Trecho do documento ::
---------------

Os ex-boleiros que escolheram pinga, motel e churrasco como ganha-pão

FYI.

This story is over 5 years old.

VICE Sports

Os ex-boleiros que escolheram pinga, motel e churrasco como ganha-pão

Depois dos clubes fecharem as portas em suas caras, eles foram atrás duma aposentadoria curtição.
CT
ilustração por Cassio Tisseo

Motel, escuna, costela no bafo e até pinga da boa. Ao citar essas palavras numa rodinha de futebol, as primeiras coisas que vêm à cabeça são coisas como férias, lazer, curtição, Adriano Imperador, certo? Para quatro ex-jogadores de grandes clubes do futebol nacional, não. Significam trabalho, muito trabalho.

---------------

Dados registrados ::
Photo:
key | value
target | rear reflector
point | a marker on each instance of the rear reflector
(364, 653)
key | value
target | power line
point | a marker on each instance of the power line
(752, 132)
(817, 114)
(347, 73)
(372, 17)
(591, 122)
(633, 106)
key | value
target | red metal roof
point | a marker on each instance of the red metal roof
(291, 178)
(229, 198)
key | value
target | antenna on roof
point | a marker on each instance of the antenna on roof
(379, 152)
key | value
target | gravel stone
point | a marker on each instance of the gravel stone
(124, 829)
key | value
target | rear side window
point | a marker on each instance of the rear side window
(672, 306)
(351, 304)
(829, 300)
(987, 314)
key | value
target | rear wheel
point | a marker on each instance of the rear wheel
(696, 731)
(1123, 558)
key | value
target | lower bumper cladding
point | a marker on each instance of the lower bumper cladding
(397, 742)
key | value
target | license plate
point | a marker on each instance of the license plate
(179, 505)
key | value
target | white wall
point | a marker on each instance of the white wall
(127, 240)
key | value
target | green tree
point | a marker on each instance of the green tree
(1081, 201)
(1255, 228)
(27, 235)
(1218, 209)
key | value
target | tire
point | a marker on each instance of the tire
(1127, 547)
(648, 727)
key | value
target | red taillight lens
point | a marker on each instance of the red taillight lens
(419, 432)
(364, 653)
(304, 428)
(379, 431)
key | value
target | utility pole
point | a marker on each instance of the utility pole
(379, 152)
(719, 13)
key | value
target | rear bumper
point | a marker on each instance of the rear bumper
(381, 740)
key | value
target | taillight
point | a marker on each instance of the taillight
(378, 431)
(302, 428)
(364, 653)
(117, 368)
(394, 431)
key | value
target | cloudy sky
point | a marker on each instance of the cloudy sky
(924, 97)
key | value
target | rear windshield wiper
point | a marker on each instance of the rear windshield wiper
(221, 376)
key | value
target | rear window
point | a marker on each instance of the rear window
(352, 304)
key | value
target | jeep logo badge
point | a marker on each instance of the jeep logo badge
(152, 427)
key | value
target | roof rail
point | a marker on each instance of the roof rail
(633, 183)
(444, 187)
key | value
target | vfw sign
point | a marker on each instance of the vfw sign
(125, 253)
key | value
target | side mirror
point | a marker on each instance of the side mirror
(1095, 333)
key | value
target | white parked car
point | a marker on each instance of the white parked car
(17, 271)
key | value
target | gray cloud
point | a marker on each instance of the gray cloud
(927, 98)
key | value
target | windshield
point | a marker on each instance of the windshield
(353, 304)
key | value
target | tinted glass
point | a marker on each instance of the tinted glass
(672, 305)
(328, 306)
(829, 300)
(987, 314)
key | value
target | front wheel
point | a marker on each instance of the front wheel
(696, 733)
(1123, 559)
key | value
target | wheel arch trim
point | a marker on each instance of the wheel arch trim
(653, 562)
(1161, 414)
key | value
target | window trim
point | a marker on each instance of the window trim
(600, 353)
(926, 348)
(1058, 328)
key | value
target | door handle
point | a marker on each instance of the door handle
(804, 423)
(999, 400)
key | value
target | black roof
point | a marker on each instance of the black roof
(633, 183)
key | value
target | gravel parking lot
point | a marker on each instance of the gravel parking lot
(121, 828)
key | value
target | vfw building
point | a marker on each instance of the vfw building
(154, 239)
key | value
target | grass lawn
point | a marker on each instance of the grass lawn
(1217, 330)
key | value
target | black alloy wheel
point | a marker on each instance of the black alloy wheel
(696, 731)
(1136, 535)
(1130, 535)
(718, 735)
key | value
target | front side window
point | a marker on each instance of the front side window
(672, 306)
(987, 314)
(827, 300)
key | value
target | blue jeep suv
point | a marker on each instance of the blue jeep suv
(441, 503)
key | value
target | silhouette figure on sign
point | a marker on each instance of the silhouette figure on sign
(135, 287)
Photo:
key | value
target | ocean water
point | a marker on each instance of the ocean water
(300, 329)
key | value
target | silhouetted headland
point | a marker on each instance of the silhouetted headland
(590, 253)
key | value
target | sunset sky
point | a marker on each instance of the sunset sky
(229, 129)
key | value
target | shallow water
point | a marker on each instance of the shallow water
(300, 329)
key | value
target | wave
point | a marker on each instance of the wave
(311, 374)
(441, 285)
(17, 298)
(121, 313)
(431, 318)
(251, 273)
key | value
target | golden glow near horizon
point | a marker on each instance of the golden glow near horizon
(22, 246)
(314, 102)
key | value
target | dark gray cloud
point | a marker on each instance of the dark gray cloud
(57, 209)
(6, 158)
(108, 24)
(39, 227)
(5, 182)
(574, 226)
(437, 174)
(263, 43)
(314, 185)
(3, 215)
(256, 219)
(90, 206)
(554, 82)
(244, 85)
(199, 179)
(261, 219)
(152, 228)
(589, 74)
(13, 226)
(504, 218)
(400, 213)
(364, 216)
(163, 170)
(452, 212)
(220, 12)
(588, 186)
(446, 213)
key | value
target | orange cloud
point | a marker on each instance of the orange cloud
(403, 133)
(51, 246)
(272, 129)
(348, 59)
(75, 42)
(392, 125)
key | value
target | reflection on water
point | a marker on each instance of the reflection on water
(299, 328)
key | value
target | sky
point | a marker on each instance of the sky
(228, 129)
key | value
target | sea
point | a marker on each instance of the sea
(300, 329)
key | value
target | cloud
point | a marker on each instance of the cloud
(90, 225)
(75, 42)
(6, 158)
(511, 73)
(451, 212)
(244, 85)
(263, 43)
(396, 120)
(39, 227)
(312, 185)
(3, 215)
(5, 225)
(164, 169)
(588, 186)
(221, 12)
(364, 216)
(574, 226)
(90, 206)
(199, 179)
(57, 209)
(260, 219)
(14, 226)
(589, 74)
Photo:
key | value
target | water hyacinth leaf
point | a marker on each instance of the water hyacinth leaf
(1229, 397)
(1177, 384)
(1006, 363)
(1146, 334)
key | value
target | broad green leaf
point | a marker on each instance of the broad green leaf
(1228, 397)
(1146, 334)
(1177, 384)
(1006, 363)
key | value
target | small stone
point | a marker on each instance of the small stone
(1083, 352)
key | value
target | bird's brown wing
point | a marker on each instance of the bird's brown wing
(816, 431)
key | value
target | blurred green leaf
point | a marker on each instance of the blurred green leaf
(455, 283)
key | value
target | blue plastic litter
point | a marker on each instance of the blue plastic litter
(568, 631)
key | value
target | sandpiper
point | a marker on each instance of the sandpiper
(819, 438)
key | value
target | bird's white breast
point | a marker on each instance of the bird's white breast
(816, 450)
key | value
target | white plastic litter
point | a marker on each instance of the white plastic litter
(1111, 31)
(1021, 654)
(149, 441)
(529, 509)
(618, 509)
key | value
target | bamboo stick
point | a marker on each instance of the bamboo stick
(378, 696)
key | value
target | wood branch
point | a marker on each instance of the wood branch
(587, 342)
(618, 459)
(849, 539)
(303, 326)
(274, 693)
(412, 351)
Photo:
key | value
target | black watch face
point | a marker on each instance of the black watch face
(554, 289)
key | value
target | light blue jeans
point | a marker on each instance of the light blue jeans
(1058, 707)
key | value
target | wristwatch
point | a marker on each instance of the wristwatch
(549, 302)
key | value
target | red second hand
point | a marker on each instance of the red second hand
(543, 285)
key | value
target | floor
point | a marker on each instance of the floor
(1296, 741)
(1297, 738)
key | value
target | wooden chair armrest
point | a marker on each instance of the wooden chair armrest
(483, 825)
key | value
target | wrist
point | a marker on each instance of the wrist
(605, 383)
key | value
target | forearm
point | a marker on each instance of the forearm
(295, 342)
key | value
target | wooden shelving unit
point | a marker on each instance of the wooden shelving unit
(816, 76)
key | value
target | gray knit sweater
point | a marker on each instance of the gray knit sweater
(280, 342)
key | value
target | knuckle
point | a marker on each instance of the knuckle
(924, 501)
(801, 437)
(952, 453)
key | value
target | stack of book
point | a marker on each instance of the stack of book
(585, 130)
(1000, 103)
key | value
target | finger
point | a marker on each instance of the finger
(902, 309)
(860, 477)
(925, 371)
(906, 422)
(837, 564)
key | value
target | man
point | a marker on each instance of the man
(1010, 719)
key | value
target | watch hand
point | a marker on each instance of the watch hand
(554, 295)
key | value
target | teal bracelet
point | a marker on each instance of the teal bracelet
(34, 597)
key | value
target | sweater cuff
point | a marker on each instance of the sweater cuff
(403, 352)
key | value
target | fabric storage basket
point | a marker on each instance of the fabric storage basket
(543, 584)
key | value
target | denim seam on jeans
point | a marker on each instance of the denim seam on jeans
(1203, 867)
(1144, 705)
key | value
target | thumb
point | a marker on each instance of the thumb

---------------

Suas tarefas ::
A: Por favor, devolva da reportagem sobre os ex-boleiros o trecho que vai de "Motel, escuna, costela" até "trabalho, muito trabalho.", sem alterar nada.
B: De acordo com a reportagem sobre os ex-boleiros, quem assina a ilustração?
Os dados são um material à parte, sem relação com o texto.

Respostas em ordem ::
A:
Motel, escuna, costela no bafo e até pinga da boa. Ao citar essas palavras numa rodinha de futebol, as primeiras coisas que vêm à cabeça são coisas como férias, lazer, curtição, Adriano Imperador, certo? Para quatro ex-jogadores de grandes clubes do futebol nacional, não. Significam trabalho, muito trabalho.

B: Cassio Tisseo.